*What the exercise asks*: Copy each of the items below word for word.

*Information shown*:
---

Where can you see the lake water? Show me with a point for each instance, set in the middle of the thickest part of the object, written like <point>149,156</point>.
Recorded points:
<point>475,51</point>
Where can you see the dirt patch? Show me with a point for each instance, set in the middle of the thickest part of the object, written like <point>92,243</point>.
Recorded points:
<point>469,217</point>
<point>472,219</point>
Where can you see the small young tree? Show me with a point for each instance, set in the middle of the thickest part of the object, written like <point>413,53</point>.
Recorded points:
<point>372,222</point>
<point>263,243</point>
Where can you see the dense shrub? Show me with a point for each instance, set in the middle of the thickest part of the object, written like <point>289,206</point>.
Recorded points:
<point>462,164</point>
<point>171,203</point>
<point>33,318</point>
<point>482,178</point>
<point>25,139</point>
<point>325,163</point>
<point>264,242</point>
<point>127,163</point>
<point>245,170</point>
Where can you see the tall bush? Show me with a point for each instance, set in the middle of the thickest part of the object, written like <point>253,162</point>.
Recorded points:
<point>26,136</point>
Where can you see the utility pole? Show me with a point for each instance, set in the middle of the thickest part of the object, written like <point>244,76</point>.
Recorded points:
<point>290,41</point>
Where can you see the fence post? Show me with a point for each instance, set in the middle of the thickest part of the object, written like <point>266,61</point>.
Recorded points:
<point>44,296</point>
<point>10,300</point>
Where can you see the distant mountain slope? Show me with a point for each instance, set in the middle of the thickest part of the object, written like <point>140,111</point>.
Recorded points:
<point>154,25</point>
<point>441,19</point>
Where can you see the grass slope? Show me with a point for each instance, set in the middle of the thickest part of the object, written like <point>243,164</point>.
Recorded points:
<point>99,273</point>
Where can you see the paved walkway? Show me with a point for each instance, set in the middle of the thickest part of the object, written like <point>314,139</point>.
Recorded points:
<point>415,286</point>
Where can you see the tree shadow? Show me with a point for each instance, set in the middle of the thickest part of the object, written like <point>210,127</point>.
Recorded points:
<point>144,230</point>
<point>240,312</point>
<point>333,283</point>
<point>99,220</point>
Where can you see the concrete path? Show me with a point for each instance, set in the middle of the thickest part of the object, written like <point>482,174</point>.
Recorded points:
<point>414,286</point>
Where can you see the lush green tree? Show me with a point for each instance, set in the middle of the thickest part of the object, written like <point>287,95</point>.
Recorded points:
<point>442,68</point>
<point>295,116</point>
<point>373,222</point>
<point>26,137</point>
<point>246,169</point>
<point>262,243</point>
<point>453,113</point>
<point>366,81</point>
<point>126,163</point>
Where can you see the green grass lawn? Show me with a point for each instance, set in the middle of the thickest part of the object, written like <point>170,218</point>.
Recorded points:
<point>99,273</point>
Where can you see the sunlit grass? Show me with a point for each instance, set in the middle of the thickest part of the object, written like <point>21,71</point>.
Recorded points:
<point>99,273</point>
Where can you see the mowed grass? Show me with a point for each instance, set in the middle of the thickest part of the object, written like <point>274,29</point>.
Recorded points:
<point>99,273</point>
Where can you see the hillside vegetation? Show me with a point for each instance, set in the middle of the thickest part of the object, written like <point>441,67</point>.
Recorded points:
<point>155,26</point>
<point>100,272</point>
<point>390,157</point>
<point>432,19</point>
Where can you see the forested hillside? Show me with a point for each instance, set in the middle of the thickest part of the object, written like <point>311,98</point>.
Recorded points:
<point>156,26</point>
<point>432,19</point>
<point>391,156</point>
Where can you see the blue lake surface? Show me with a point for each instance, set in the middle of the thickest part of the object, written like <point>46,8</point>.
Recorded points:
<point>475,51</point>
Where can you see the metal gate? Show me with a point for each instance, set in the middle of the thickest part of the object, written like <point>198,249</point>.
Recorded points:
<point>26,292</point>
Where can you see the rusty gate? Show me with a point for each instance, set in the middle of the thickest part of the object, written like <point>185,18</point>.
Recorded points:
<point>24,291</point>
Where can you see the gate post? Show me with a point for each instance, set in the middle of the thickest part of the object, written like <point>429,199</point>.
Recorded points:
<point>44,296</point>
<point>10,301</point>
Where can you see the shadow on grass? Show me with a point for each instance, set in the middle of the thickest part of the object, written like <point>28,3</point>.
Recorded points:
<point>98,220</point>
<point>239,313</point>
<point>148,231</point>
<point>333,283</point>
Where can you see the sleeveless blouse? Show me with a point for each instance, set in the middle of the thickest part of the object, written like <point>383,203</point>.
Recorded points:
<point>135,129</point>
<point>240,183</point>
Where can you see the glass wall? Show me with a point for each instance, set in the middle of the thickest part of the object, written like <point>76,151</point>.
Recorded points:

---

*Task output*:
Where can you see the lake water? Show me with a point for each instance, set in the middle of the thickest part of the object, written like <point>149,156</point>.
Recorded points:
<point>475,51</point>
Where can you see the dirt patch? Show me with a point for each instance, set in the middle of the thickest part of the object, written like <point>92,243</point>.
Recorded points:
<point>469,217</point>
<point>472,219</point>
Where can you see the small young tree? Show me with a point for each instance, set in the middle of the thickest part of the object, written like <point>413,53</point>.
Recorded points:
<point>372,222</point>
<point>263,243</point>
Where can you see the dense shrub? Show me with a point for each instance, set in the middle of the thickest part of the object, written like <point>289,206</point>.
Recorded points:
<point>462,164</point>
<point>171,203</point>
<point>33,318</point>
<point>482,178</point>
<point>25,139</point>
<point>325,163</point>
<point>264,242</point>
<point>127,163</point>
<point>245,170</point>
Where can you see the tall bush? Show me with a point for each instance, set in the middle of the thickest part of the object, written like <point>253,162</point>.
Recorded points:
<point>26,136</point>
Where can you see the utility pole? Show me with a point for each instance, set in the middle of the thickest part of the object, written like <point>244,76</point>.
Recorded points:
<point>290,41</point>
Where can you see the fence post? Show me with a point for each instance, set in the middle of the thickest part of the object, written like <point>266,61</point>.
Recorded points:
<point>44,296</point>
<point>10,300</point>
Where can you see the distant mountain slope? Show me with a point for each instance, set in the middle of the thickest part of the object, written like <point>140,111</point>.
Recorded points:
<point>154,25</point>
<point>441,19</point>
Where can you see the grass slope? Show me with a point for each instance, set in the middle of the thickest part of the object, written like <point>243,164</point>.
Recorded points:
<point>99,273</point>
Where can you see the paved walkway? Show me with a point for each instance, set in the middle of the thickest part of the object, written like <point>314,139</point>.
Recorded points:
<point>415,286</point>
Where can you see the tree shadow? Show me with a point for each instance, set in the middle of the thickest part of the object, written like <point>210,127</point>.
Recorded points:
<point>144,230</point>
<point>240,312</point>
<point>333,283</point>
<point>99,220</point>
Where can you see the concrete path? Show me with a point for each instance, set in the middle of the thickest part of the object, written like <point>482,174</point>.
Recorded points:
<point>414,286</point>
Where can you see the lush green tree? Show me with a point for each instance, set in the middle of the thickest part of the object, written like <point>287,95</point>.
Recorded points:
<point>442,68</point>
<point>295,116</point>
<point>373,222</point>
<point>26,137</point>
<point>246,169</point>
<point>262,243</point>
<point>453,113</point>
<point>366,81</point>
<point>126,163</point>
Where can you see the green grass lawn? Show me with a point for each instance, set in the middle of the thickest part of the object, written like <point>170,218</point>.
Recorded points:
<point>99,273</point>
Where can you see the sunlit grass? Show me with a point for each instance, set in the middle of the thickest part of the object, written like <point>21,71</point>.
Recorded points:
<point>99,273</point>
Where can you see the mowed grass? Show me with a point for each instance, set in the middle of the thickest part of the object, written like <point>274,29</point>.
Recorded points:
<point>99,273</point>
Where can you see the hillside vegetation? Show me with a point for each instance, set in the middle of the thickest part of the object, written like <point>441,67</point>.
Recorded points:
<point>155,26</point>
<point>100,272</point>
<point>390,157</point>
<point>432,19</point>
Where can you see the forested hillside? Show me with a point for each instance, set in the middle of the thickest part of the object, written like <point>311,98</point>.
Recorded points:
<point>156,26</point>
<point>432,19</point>
<point>391,156</point>
Where can you see the blue lake surface? Show me with a point for each instance, set in the middle of the thickest part of the object, written like <point>46,8</point>.
Recorded points:
<point>475,51</point>
Where can you see the metal gate? Show me with a point for each instance, set in the middle of the thickest part of the object, written like <point>198,249</point>.
Recorded points:
<point>26,292</point>
Where can you see the rusty gate? Show me with a point for each instance, set in the middle of the thickest part of the object, written like <point>185,18</point>.
Recorded points:
<point>24,291</point>
Where can you see the gate post? Show me with a point for each instance, set in the middle of the thickest part of the object, written like <point>429,199</point>.
Recorded points:
<point>44,296</point>
<point>10,301</point>
Where can you see the shadow on grass? Show me with a point for each instance, set in the middle of the thickest part of the object, written like <point>28,3</point>.
Recorded points:
<point>98,220</point>
<point>239,313</point>
<point>148,231</point>
<point>333,283</point>
Where can you see the sleeveless blouse? Show me with a point for each instance, set in the middle of the thickest part of the object, written like <point>383,203</point>.
Recorded points:
<point>135,129</point>
<point>240,183</point>
Where can you see the glass wall? Show me with a point for each instance, set in the middle of the thickest part of the object, written like <point>76,151</point>.
Recorded points:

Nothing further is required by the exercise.